Set problem A: According to the passage on the Championship Gaming Series, what fine did Kevin “aZn” Wang receive for attending a Counter-Strike 1.6 LAN?

Quoted passage:
— Start —
The CGS had a massive impact not just on the scenes of the titles it supported, but the esports scene as a whole. While active, the CGS was a stickler for exclusivity, and players who were part of the league were not allowed to attend any non-CGS event unless given written permission to do so, even though the CGS only lasted four months of the year. Players were also not allowed to compete in other titles, a rule CS:Source player Kevin “aZn” Wang broke when he attended a small NA Counter-Strike 1.6 LAN with friends, resulting in a $5,000 fine; two months wages.

With players in the chosen CGS titles unable to join other events, the scenes for those games dried up, particularly in North America. This was especially true for Counter-Strike: Source, and when the CGS died, Source teams were left with no scene to return to.

“It all went to hell in a hand basket when some well intentions but corporate suit type people tried to change gaming, the spirit of gaming and it crashed and burned during a bad economy,” said Jason Lake, the owner of Complexity Gaming, four years after CGS’ demise. “That was really hard on me, man. I’m quoted on video saying, ‘if this doesn’t work, esports is dead’ and, unfortunately, I wasn’t that far from the truth at the time. When the Championship Gaming Series crashed and burned, the scene, in North America especially, was just a train wreck.”

The big CGS checks had killed off the competition, and the bubble the CGS had created had burst. What is more, the outrageous salaries the CGS paid out had artificially inflated the asking price for top players in the esports scene. Organizations began making promises they were unable to keep in a bid to snatch up the best players.

For esports fans, getting on TV was supposed to have let the world finally see what they were missing out on. Instead, the product CGS had put out made esports appear a dangerous and foolhardy investment to outside investors.

The CGS did not understand esports

Already before the end of Season 1 it was abundantly clear that the CGS was not esports’ ticket to mainstream acceptance. In fact, it was tarnishing its reputation. Not only had CGS picked unpopular titles, but it’s presentation of it’s players was seen as cringe-worthy, and… forced.

Inspired by the likes of the WWE, the CGS asked players to trash talk or call out their opponents, and play to the cameras as much as possible, sometimes even feeding them catch phrases for them to repeat. While for some this came naturally, for the majority of the gamers involved in the CGS, it did not.  Managers would scream in delight at mediocre plays, and casters at times had no option but to fake hype just to keep the artificial adrenaline ride going.
— End —
Data provided:
— Start —
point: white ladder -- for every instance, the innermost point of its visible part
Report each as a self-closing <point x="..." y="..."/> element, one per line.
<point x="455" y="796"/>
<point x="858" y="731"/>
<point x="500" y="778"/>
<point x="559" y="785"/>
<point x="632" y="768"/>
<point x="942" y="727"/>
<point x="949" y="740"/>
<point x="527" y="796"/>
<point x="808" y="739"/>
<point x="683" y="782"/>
— End —
Set problem B: Please express every line of the listing above as a Markdown table. Use a Row column for the line's number and a Line column for its text, leave out blank lines, and exclude the passage.

Exercise answer A: A $5,000 fine, equal to two months' wages.

Exercise answer B:
| Row | Line |
|---|---|
| 1 | point: white ladder -- for every instance, the innermost point of its visible part |
| 2 | Report each as a self-closing <point x="..." y="..."/> element, one per line. |
| 3 | <point x="455" y="796"/> |
| 4 | <point x="858" y="731"/> |
| 5 | <point x="500" y="778"/> |
| 6 | <point x="559" y="785"/> |
| 7 | <point x="632" y="768"/> |
| 8 | <point x="942" y="727"/> |
| 9 | <point x="949" y="740"/> |
| 10 | <point x="527" y="796"/> |
| 11 | <point x="808" y="739"/> |
| 12 | <point x="683" y="782"/> |